*** THE INPUT Section Begins ***
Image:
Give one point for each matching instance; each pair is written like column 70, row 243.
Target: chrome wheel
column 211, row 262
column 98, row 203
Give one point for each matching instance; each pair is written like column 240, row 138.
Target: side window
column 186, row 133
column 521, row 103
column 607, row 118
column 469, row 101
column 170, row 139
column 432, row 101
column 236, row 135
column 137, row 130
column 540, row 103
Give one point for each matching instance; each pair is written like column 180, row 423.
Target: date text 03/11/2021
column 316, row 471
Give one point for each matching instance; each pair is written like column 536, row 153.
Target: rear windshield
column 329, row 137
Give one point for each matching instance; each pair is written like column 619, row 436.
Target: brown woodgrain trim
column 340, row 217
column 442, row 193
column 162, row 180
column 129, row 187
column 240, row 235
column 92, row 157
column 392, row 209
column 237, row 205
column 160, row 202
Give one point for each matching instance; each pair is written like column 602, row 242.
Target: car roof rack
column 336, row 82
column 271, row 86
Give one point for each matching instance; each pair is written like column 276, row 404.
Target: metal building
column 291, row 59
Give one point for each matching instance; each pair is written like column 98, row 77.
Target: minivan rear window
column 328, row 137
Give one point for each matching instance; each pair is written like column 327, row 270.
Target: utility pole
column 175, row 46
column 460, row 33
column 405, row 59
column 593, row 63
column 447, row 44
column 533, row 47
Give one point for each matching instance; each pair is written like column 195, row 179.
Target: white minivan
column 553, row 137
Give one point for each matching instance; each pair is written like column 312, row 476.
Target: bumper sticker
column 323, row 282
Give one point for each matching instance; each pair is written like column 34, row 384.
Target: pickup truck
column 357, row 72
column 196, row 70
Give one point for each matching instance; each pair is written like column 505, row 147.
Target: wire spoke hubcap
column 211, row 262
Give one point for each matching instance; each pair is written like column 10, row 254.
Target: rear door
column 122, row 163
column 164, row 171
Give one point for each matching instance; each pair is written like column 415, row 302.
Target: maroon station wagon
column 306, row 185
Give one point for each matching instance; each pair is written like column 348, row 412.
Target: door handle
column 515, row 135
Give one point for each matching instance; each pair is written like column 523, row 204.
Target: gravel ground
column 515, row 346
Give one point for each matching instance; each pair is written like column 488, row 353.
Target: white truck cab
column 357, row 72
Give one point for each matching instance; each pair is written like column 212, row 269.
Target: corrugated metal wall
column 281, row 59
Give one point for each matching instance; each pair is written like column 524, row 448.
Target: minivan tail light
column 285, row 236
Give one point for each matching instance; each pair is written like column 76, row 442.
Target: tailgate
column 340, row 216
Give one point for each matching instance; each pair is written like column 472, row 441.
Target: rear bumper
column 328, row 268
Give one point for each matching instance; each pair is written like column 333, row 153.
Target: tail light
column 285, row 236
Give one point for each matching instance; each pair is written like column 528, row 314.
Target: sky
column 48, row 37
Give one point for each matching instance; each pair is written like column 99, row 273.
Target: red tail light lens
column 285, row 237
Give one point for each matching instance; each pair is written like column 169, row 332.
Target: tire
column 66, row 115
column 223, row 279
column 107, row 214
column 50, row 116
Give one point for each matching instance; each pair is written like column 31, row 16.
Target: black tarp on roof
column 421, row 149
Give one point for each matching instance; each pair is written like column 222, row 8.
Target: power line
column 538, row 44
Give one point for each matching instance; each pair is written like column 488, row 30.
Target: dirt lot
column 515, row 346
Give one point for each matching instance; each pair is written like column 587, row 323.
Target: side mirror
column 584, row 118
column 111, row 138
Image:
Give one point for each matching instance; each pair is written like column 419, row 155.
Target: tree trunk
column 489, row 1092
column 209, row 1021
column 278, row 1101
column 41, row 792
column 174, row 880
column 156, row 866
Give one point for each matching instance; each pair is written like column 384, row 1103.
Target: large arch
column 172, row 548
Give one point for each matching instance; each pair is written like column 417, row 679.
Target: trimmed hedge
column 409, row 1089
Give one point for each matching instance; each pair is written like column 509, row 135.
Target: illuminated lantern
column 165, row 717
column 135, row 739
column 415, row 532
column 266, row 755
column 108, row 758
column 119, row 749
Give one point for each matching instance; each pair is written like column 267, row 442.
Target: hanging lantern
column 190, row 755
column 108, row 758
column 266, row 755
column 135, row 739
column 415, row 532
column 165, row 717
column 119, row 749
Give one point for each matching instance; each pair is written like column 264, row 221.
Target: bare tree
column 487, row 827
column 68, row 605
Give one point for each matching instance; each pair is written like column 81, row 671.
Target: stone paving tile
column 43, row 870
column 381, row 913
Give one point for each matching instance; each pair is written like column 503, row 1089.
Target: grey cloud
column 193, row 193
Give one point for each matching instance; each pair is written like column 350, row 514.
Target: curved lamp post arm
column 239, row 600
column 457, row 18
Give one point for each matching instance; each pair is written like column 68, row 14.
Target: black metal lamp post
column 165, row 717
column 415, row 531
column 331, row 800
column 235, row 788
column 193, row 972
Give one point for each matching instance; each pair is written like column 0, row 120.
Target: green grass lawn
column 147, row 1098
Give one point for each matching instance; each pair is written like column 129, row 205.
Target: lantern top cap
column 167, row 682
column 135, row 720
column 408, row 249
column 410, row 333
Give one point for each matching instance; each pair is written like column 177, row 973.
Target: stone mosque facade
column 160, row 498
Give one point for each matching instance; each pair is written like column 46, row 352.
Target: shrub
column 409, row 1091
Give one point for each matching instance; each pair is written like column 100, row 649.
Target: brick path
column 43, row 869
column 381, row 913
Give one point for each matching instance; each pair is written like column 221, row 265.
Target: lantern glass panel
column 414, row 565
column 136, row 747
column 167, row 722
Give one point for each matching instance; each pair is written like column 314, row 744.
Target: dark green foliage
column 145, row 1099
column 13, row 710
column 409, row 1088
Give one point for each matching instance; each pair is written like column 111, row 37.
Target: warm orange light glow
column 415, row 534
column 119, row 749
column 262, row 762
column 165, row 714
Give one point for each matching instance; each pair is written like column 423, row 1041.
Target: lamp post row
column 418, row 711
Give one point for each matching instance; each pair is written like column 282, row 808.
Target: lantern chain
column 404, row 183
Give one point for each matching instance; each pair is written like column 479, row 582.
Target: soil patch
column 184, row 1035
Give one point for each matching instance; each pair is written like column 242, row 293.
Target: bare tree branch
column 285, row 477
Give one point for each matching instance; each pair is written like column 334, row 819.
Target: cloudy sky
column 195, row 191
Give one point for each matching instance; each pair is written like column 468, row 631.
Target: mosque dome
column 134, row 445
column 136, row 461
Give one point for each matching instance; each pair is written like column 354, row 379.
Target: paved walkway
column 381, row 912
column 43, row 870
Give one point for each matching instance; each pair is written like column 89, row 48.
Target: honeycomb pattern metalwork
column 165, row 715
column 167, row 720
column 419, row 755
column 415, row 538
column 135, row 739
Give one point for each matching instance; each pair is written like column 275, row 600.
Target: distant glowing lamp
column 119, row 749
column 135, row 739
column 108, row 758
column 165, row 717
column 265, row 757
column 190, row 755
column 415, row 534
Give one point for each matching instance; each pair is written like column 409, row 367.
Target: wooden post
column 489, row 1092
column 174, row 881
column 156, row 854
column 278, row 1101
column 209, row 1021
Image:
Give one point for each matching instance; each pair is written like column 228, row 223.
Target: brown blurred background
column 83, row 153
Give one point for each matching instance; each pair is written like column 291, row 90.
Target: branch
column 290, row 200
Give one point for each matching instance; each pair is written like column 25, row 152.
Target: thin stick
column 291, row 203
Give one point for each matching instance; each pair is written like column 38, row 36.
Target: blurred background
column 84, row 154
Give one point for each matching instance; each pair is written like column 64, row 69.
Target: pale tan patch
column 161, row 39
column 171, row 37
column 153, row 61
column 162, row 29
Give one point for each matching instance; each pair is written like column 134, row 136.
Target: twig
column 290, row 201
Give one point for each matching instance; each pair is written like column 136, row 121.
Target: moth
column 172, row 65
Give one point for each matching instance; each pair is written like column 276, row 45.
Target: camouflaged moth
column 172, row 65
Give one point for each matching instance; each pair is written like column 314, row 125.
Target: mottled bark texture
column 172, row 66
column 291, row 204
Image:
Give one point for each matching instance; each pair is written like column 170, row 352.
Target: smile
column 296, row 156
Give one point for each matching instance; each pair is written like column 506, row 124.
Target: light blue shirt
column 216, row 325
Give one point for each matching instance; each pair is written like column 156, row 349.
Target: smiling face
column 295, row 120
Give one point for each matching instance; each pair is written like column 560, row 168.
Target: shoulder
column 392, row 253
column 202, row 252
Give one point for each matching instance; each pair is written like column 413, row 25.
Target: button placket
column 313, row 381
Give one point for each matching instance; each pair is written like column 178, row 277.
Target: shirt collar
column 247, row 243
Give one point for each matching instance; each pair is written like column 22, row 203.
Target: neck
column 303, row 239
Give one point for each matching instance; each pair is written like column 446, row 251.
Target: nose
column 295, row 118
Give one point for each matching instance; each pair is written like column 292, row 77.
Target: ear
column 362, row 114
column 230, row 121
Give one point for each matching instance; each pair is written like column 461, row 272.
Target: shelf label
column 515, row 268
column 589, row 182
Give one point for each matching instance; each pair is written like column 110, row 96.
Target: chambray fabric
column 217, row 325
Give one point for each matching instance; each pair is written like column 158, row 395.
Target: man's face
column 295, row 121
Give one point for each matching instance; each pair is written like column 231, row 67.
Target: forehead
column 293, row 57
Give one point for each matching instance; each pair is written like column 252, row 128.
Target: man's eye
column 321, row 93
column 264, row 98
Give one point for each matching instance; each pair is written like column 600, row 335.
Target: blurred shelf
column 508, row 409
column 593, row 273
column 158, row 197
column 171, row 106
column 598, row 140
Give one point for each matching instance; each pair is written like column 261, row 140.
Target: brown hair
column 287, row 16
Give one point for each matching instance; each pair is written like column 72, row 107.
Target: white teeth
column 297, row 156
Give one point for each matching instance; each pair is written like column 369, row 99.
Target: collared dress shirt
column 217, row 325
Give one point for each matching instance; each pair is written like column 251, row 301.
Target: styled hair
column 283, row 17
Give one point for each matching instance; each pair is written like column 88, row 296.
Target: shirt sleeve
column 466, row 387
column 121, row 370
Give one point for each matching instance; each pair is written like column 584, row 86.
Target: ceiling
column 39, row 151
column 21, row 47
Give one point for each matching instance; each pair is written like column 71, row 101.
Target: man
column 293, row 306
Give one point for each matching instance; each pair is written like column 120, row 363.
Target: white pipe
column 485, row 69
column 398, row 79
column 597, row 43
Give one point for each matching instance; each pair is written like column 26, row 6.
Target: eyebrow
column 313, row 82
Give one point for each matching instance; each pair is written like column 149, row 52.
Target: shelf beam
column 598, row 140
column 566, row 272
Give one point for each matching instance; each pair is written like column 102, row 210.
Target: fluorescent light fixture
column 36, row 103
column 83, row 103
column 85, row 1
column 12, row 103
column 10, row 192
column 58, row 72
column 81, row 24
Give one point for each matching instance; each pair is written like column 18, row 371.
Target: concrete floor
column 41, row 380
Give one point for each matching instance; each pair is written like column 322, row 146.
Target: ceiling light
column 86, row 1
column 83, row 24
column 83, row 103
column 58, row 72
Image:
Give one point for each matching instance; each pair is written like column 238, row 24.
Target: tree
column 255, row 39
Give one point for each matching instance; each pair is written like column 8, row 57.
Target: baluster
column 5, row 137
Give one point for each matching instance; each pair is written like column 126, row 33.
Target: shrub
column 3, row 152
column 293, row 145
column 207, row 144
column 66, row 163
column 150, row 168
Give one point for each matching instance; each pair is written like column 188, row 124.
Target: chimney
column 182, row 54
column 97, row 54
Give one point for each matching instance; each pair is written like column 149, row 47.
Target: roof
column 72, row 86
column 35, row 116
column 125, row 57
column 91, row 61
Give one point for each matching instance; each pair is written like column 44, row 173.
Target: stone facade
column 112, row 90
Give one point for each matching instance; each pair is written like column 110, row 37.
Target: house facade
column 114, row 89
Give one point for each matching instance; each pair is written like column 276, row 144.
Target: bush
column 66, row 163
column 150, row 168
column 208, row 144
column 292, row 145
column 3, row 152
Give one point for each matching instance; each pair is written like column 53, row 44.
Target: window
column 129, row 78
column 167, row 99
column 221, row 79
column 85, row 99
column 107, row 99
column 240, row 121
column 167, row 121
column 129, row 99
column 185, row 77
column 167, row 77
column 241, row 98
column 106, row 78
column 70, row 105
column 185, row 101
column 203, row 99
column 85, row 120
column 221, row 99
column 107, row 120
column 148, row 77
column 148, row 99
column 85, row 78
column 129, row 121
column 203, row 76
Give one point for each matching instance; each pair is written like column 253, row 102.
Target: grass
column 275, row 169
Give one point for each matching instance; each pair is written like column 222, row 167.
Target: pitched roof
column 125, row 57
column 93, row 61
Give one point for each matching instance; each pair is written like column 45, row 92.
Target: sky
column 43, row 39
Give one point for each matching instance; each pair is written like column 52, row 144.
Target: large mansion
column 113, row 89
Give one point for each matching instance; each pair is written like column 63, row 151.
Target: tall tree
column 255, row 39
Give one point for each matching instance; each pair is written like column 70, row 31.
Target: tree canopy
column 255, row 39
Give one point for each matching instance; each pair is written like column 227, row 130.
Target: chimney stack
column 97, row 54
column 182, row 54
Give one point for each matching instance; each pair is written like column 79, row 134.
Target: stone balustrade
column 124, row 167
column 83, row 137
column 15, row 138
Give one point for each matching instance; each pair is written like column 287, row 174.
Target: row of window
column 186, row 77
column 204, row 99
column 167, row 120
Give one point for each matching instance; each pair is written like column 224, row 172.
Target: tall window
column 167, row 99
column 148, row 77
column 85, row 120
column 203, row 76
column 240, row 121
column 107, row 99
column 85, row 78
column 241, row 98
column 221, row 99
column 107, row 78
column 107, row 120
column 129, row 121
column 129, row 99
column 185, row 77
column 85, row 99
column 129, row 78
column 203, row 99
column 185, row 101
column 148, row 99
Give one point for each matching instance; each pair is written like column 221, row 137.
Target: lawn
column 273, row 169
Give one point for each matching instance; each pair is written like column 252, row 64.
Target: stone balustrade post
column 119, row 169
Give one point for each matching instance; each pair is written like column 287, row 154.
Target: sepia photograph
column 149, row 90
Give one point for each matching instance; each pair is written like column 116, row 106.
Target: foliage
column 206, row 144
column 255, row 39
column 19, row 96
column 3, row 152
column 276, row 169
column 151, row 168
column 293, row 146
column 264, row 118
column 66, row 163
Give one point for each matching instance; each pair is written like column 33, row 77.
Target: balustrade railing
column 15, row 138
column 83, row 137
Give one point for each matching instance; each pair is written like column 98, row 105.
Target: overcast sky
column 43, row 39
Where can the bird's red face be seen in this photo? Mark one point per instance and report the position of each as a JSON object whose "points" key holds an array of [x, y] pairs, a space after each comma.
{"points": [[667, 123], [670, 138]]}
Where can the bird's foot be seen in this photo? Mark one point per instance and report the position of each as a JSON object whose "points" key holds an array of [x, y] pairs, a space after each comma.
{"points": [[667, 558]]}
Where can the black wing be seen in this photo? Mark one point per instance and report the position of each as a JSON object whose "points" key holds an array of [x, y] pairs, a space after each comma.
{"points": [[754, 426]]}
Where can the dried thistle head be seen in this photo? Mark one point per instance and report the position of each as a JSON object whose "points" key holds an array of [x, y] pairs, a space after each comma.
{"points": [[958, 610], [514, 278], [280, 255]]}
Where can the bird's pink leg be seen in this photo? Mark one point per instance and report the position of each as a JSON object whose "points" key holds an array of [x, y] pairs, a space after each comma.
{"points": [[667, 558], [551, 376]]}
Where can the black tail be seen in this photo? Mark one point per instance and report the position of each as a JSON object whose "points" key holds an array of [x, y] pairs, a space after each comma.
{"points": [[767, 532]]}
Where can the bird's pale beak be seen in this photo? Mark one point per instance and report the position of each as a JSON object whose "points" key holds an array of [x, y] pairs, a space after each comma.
*** THE INPUT Section Ends ***
AIM OF THE EXERCISE |
Could you transcribe the entries above word for word, from the line with "177, row 973." down to the line with "314, row 744.", keeping both?

PROBLEM SOLUTION |
Give one point for each matching instance; each pair is written like column 177, row 973.
Target: stone mosque facade
column 160, row 498
Give one point for each matching instance; each pair is written like column 46, row 352.
Target: shrub
column 409, row 1091
Give one point for each matching instance; each pair is written like column 100, row 649.
Target: brick path
column 43, row 869
column 381, row 913
Give one point for each matching instance; each pair is written like column 221, row 265.
Target: lantern glass panel
column 414, row 565
column 136, row 747
column 167, row 722
Give one point for each matching instance; each pair is written like column 314, row 744.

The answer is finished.